**WHAT YOU ARE ASKED TO DO:**
Pull out every line of the data below that contains the string "field", and copy each one unchanged.

Stored items:

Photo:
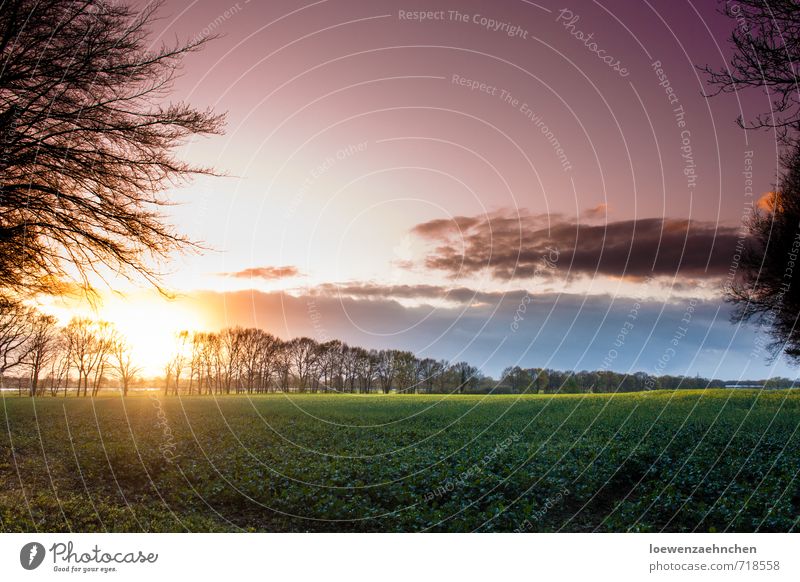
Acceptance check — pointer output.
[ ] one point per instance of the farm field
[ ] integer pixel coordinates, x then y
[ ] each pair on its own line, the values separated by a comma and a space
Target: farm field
==
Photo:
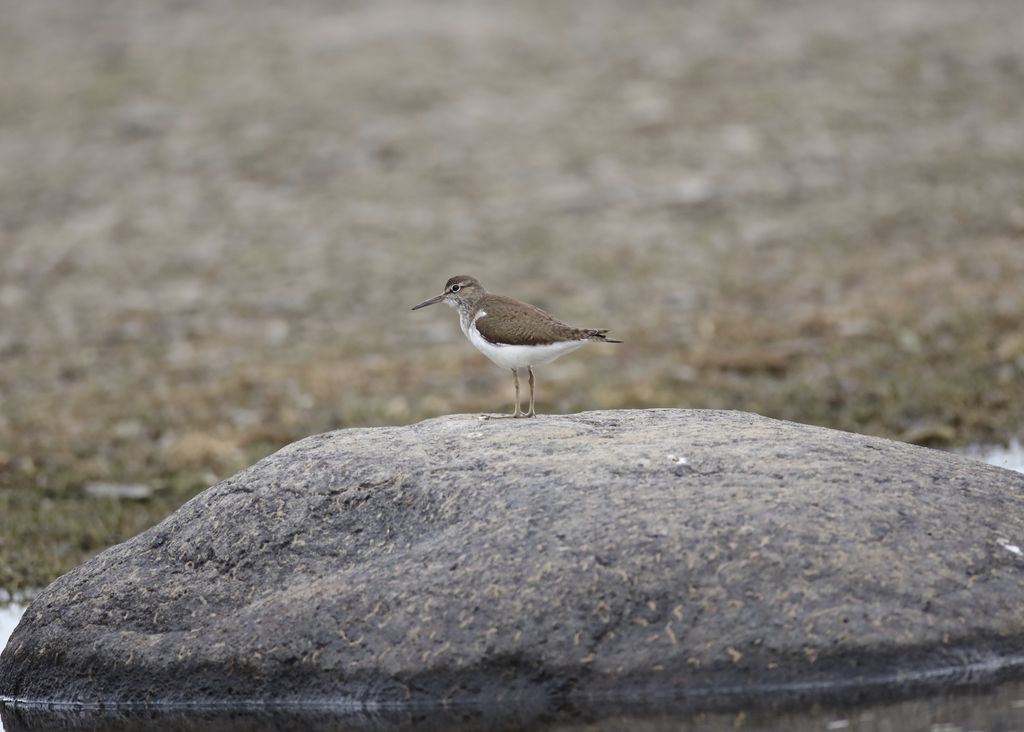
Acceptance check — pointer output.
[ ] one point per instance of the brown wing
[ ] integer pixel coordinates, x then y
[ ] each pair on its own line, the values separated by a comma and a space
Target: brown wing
* * *
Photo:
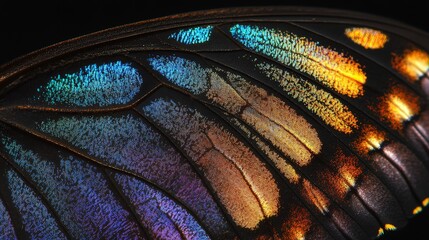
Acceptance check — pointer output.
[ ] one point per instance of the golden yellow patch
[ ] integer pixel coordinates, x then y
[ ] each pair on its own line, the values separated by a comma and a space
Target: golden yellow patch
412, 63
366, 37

**RESPONSE:**
[ ] one point per instance of the farm field
Target: farm field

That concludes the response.